● **PROBLEM STATEMENT**:
Please locate every line below that contains the string "instance" and copy each one out. Case counts.

● **THE DATA**:
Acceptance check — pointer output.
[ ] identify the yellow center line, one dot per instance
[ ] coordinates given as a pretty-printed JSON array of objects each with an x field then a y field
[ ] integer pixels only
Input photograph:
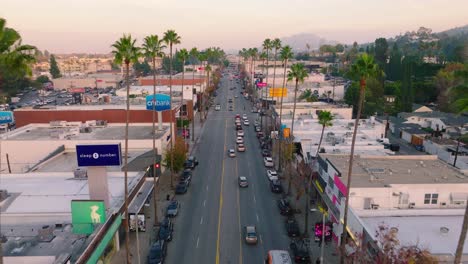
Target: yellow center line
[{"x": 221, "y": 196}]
---
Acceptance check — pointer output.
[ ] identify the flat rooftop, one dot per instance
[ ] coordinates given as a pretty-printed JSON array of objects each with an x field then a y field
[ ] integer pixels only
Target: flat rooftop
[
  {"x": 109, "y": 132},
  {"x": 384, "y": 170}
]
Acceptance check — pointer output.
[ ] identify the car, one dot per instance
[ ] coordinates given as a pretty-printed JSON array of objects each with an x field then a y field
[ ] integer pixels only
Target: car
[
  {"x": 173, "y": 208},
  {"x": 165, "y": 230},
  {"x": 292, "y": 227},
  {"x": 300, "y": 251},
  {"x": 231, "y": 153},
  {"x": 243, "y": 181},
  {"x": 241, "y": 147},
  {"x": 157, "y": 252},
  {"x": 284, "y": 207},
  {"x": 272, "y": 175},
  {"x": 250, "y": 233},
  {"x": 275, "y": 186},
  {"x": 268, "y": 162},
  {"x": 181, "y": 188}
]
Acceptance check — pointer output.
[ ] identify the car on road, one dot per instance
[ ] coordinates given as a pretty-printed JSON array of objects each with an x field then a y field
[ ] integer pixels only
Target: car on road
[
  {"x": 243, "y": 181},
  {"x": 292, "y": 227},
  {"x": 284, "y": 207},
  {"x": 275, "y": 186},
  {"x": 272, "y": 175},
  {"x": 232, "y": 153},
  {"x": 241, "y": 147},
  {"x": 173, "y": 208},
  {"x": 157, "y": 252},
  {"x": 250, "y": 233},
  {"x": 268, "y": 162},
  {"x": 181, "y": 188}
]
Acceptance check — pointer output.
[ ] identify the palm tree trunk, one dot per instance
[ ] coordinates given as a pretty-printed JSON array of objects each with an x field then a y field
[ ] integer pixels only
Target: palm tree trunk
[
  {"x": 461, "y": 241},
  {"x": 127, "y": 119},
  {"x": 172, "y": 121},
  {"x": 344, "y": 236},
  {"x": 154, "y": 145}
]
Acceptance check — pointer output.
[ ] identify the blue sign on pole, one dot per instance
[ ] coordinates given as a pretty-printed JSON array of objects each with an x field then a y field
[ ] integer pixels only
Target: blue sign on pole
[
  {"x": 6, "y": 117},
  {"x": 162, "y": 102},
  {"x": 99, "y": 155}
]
...
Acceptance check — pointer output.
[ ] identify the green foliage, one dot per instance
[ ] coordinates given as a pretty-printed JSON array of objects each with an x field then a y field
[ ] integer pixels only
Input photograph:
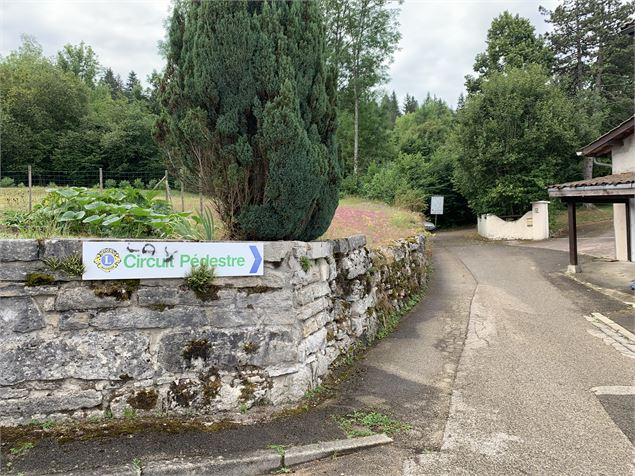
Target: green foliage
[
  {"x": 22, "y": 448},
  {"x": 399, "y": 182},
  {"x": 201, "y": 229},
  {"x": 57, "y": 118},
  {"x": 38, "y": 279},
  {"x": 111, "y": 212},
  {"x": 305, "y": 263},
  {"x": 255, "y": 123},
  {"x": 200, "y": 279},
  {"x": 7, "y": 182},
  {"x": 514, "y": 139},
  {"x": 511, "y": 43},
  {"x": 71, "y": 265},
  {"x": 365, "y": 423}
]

● **RIGHT ANSWER**:
[ ] identify the yellow center line, one dot per instance
[ ] identify the flat rooftop, one dot per instance
[ ] identify the car, one dot per instance
[ ] identify the car on road, one dot per instance
[ ] identify the palm tree trunk, one dot per instance
[ ] identify the blue sign on pole, one dot per instance
[ ] identify the green foliage, one dot per instance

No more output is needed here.